What is being asked: Each line of the records is to be copied verbatim.

(Dataset entries)

* * * * *

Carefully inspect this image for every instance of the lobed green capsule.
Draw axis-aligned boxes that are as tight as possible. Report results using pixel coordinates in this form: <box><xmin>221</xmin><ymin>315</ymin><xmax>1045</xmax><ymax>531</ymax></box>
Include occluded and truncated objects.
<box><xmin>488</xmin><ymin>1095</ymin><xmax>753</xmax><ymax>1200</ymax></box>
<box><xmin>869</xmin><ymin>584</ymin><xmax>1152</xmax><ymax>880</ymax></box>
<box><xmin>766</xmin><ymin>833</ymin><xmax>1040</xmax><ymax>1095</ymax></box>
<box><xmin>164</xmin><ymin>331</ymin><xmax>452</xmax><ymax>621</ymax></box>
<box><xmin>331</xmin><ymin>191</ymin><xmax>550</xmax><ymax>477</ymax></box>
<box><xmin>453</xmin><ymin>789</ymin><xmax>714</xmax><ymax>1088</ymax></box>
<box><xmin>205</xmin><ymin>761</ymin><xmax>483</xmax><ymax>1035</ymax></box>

* * * * *

Output of the task:
Carefully inspect this image for every instance of the lobed green capsule.
Draw axis-aligned boxes that are as tight as possible. Report results using pixel coordinates in this form: <box><xmin>221</xmin><ymin>315</ymin><xmax>1045</xmax><ymax>531</ymax></box>
Include occluded and truncated objects.
<box><xmin>488</xmin><ymin>1095</ymin><xmax>753</xmax><ymax>1200</ymax></box>
<box><xmin>869</xmin><ymin>584</ymin><xmax>1152</xmax><ymax>880</ymax></box>
<box><xmin>766</xmin><ymin>833</ymin><xmax>1040</xmax><ymax>1095</ymax></box>
<box><xmin>164</xmin><ymin>331</ymin><xmax>452</xmax><ymax>621</ymax></box>
<box><xmin>331</xmin><ymin>191</ymin><xmax>550</xmax><ymax>477</ymax></box>
<box><xmin>453</xmin><ymin>789</ymin><xmax>714</xmax><ymax>1088</ymax></box>
<box><xmin>205</xmin><ymin>761</ymin><xmax>483</xmax><ymax>1035</ymax></box>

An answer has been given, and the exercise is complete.